# Task description
Collect every line of the items below that contains the string "basin", copying each such line in full. Treat case as significant.
--- Start of Input material ---
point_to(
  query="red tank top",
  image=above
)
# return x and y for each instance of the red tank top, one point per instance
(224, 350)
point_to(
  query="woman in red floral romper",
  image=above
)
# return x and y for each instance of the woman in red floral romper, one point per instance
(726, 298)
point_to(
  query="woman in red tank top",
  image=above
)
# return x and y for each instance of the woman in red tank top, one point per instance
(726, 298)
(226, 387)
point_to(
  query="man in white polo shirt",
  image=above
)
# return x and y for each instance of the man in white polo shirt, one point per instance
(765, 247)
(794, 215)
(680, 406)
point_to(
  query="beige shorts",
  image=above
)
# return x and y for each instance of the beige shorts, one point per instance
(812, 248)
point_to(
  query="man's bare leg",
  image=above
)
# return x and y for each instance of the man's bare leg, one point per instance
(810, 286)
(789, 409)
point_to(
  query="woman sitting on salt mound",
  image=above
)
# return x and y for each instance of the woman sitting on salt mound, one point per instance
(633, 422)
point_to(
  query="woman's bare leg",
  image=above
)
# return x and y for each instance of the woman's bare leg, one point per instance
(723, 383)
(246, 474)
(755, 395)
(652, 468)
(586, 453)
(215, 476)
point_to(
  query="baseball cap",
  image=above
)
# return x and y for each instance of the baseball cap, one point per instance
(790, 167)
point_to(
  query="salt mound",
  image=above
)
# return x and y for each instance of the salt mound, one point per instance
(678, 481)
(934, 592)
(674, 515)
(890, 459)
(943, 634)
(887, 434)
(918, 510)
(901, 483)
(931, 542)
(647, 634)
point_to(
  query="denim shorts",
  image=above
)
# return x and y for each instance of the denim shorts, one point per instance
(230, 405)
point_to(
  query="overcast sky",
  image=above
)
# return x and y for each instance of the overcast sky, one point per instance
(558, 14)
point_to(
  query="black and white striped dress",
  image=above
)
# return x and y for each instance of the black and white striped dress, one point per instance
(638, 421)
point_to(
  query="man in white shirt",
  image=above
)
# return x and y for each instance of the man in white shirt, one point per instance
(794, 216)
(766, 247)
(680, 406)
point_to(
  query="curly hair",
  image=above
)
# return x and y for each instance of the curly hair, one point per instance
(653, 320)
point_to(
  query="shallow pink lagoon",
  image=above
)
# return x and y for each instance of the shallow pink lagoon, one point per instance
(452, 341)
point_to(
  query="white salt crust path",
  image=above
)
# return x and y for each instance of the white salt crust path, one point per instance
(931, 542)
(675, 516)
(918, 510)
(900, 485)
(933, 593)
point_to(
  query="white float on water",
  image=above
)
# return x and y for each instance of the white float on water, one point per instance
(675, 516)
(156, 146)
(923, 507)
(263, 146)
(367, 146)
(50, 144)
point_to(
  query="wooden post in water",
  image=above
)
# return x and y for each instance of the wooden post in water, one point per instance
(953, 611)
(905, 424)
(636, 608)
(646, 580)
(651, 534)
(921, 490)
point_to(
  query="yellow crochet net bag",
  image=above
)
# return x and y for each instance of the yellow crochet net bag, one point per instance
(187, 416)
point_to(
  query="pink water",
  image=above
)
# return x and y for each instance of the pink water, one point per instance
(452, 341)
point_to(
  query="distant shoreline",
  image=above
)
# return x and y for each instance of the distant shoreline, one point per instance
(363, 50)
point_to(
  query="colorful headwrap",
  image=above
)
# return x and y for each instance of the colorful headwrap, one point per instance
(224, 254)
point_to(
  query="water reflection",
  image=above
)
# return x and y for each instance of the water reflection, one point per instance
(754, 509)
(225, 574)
--- End of Input material ---
--- Start of Input material ---
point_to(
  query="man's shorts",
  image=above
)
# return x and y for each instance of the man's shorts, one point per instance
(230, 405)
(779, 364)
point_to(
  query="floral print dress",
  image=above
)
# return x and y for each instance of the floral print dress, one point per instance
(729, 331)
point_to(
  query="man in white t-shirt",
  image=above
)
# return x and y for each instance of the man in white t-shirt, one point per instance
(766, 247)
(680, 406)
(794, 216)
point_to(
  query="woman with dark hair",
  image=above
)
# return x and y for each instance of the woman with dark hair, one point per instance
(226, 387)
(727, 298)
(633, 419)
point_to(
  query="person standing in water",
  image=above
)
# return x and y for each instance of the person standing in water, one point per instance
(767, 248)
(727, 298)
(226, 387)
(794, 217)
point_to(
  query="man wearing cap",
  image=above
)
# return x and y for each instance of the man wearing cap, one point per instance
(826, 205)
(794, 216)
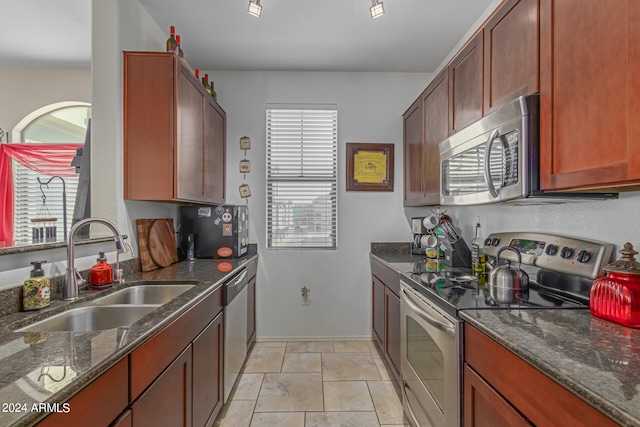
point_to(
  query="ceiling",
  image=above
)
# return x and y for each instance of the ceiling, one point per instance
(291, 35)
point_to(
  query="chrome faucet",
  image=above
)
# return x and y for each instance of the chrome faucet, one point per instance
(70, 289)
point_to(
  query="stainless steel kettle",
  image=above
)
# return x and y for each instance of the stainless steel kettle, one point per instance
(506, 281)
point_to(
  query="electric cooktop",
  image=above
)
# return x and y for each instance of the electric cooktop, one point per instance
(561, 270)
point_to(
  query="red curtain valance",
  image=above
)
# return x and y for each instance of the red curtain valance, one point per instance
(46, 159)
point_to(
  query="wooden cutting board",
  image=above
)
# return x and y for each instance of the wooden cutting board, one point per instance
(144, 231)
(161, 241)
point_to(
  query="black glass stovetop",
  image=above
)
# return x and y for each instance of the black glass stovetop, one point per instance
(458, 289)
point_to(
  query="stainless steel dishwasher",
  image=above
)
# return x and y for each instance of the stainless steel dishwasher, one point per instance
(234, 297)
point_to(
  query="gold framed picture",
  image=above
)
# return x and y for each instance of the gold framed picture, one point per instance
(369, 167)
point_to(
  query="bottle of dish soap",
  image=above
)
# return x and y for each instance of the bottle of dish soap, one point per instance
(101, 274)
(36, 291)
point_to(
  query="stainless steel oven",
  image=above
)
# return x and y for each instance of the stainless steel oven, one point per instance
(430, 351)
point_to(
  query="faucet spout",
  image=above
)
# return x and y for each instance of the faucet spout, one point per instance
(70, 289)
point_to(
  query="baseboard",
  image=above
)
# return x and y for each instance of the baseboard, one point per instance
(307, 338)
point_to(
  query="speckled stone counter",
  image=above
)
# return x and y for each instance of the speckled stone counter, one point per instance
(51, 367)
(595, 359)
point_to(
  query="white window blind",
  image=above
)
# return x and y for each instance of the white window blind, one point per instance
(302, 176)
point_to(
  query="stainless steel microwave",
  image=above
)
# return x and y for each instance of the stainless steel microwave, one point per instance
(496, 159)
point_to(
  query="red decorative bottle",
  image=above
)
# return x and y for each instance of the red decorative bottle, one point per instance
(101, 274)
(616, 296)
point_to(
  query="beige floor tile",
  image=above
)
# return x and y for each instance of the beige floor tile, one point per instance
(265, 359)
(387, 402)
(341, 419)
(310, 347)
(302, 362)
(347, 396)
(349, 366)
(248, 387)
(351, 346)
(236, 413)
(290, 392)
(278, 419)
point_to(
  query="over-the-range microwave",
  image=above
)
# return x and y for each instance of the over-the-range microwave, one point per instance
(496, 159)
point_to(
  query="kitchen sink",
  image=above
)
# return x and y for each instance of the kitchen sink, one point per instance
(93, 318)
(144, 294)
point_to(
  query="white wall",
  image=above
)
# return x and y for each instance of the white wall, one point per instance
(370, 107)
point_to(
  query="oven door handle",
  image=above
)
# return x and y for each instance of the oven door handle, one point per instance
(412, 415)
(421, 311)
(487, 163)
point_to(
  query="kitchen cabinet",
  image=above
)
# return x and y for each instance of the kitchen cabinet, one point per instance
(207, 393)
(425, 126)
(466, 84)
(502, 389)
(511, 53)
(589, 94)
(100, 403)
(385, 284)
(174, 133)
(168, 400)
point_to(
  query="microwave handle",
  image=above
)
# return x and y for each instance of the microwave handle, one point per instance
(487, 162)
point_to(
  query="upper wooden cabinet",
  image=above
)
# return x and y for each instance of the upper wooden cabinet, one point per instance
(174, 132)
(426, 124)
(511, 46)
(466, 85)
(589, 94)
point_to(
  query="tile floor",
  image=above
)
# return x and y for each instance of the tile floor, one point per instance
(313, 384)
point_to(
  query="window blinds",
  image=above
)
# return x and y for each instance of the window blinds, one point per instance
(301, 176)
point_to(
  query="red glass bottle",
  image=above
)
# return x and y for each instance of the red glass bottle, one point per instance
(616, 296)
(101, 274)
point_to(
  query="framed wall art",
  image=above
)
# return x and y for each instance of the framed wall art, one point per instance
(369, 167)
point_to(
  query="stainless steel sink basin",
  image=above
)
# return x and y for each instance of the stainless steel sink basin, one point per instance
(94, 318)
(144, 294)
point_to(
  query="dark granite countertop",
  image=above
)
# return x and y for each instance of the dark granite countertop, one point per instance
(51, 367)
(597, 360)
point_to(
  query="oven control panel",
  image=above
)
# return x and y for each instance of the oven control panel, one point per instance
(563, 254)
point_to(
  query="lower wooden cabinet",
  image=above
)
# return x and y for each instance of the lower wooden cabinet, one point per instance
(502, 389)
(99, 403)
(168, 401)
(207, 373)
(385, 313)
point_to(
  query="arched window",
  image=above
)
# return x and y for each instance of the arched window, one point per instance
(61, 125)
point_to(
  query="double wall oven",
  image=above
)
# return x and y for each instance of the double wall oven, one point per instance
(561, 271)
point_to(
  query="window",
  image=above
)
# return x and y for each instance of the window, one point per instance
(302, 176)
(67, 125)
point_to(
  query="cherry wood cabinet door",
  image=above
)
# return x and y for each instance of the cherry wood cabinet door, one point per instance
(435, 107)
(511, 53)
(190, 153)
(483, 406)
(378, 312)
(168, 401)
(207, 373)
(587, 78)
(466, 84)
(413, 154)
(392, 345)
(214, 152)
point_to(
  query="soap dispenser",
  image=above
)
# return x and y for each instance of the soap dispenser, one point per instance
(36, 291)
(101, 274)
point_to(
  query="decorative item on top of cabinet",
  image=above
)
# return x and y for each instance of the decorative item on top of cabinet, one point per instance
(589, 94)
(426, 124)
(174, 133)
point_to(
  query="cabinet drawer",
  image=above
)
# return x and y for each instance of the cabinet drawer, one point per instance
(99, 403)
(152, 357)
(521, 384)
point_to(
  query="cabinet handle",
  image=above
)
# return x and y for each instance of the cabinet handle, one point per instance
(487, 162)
--- End of Input material ---
# Output of the task
  query="stainless steel sink basin",
# return x and y for each instance of the stainless steel sink basin, one point per instance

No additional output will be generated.